• PAGE EXCERPT:
- Opening Delimiter -

UMAP Dimensionality Reduction

def _reduce_dimensions(self, embeddings: np.ndarray) -> np.ndarray:
    """
    Reduce embedding dimensions for clustering.

    Uses UMAP with cosine metric.
    """
    import umap

    n_samples = len(embeddings)

    # Calculate neighbors based on sample size
    n_neighbors = int((n_samples - 1) ** 0.8)

    # Target dimensions
    n_components = min(12, n_samples - 2)

    reducer = umap.UMAP(
        n_neighbors=max(2, n_neighbors),
        n_components=n_components,
        metric="cosine",
        random_state=42
    )

    return reducer.fit_transform(embeddings)

Optimal Cluster Selection (BIC)

def _get_optimal_clusters(self, embeddings: np.ndarray) -> int:
    """
    Find optimal number of clusters using BIC.

    BIC = -2 × log(L) + k × log(n)

    Lower BIC = better model
    """
    from sklearn.mixture import GaussianMixture

    max_clusters = min(self._max_cluster, len(embeddings))
    n_clusters = np.arange(1, max_clusters)

    bics = []
    for n in n_clusters:
        gm = GaussianMixture(
            n_components=n,
            random_state=42,
            covariance_type='full'
        )
        gm.fit(embeddings)
        bics.append(gm.bic(embeddings))

    # Select cluster count with minimum BIC
    optimal_clusters = n_clusters[np.argmin(bics)]

    return optimal_clusters

Clustering with GMM

def _cluster_chunks(self, chunks: list[tuple], embeddings: np.ndarray) -> list[list[int]]:
    """
    Cluster chunks using Gaussian Mixture Model.

    Returns:
        List of cluster assignments (chunk indices per cluster)
    """
    from sklearn.mixture import GaussianMixture

    # Reduce dimensions
    reduced = self._reduce_dimensions(embeddings)

    # Find optimal clusters
    n_clusters = self._get_optimal_clusters(reduced)

    # Fit GMM
    gm = GaussianMixture(
        n_components=n_clusters,
        random_state=42
    )
    gm.fit(reduced)

    # Get probabilities
    probs = gm.predict_proba(reduced)

    # Assign chunks to clusters (threshold = 0.1)
    clusters = [[] for _ in range(n_clusters)]
    for i, prob in enumerate(probs):
        for j, p in enumerate(prob):
            if p > 0.1:  # Threshold
                clusters[j].append(i)

    return [c for c in clusters if c]  # Remove empty

LLM Summarization

async def _summarize_cluster(self, chunk_indices: list[int],
                             chunks: list[tuple]) -> tuple[str, np.ndarray]:
    """
    Summarize a cluster of chunks using LLM.

    Returns:
        (summary_text, summary_embedding)
    """
    # Combine chunk texts
    texts = [chunks[i][0] for i in chunk_indices]
    cluster_content = "\n\n".join(texts)

    # Truncate if too long
    if num_tokens_from_string(cluster_content) > self._max_token * 4:
        cluster_content = cluster_content[:self._max_token * 4]

    # Generate summary
    prompt = self._prompt.format(cluster_content=cluster_content)

- Closing Delimiter -

• EXERCISE PROMPT: Quote the clustering code excerpt starting with "Find optimal number" and going on through "n_clusters = np.arange(1, max_clusters)". The material after this text has no connection to it.

• DATA FOR REVIEW:
- Opening Delimiter -

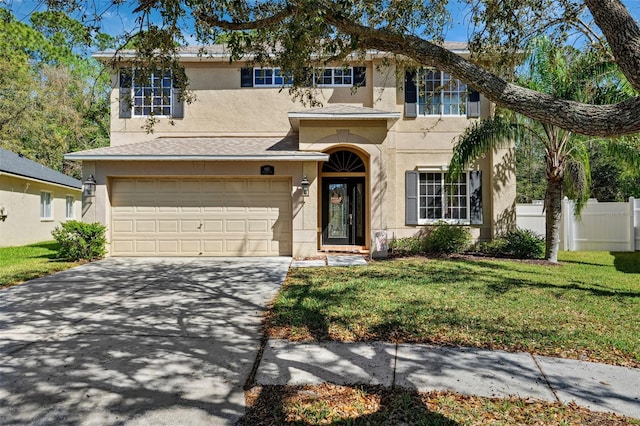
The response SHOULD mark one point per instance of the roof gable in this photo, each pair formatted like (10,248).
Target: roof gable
(18,165)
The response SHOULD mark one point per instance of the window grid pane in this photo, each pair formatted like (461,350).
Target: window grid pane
(441,94)
(154,97)
(438,201)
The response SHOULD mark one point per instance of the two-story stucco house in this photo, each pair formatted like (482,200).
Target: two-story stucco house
(227,174)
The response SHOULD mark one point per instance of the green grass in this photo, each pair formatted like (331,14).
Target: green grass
(23,263)
(588,307)
(376,405)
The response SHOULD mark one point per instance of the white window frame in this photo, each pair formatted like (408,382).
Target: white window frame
(46,205)
(69,211)
(444,199)
(333,73)
(275,74)
(438,88)
(165,97)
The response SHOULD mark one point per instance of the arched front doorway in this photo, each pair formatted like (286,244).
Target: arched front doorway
(344,199)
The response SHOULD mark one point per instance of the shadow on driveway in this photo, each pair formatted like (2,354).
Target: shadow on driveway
(131,341)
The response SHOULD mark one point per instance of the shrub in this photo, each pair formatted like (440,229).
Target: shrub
(408,245)
(80,241)
(517,244)
(448,239)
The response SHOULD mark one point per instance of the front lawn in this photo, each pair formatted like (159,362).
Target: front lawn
(588,307)
(375,405)
(19,264)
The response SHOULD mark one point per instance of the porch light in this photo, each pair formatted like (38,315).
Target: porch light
(89,187)
(304,184)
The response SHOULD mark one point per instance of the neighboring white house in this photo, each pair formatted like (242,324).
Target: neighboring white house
(33,200)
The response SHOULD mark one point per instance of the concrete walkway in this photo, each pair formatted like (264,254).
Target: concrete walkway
(598,387)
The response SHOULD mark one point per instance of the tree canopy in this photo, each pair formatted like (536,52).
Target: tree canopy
(297,33)
(53,99)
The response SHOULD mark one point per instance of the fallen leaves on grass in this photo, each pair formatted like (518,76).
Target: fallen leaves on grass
(377,405)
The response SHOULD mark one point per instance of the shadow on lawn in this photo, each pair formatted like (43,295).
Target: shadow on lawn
(627,262)
(306,405)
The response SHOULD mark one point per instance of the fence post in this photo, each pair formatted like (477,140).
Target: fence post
(632,224)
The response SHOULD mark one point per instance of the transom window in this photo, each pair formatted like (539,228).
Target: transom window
(440,94)
(45,205)
(440,201)
(266,77)
(334,76)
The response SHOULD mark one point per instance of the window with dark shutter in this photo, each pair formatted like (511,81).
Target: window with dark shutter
(410,95)
(360,76)
(246,77)
(475,197)
(411,197)
(125,83)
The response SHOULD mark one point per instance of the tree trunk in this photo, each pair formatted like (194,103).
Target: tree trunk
(553,209)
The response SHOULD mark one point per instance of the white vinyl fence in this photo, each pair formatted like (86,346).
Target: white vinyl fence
(600,227)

- Closing Delimiter -

• WRITTEN RESPONSE:
Find optimal number of clusters using BIC.

    BIC = -2 × log(L) + k × log(n)

    Lower BIC = better model
    """
    from sklearn.mixture import GaussianMixture

    max_clusters = min(self._max_cluster, len(embeddings))
    n_clusters = np.arange(1, max_clusters)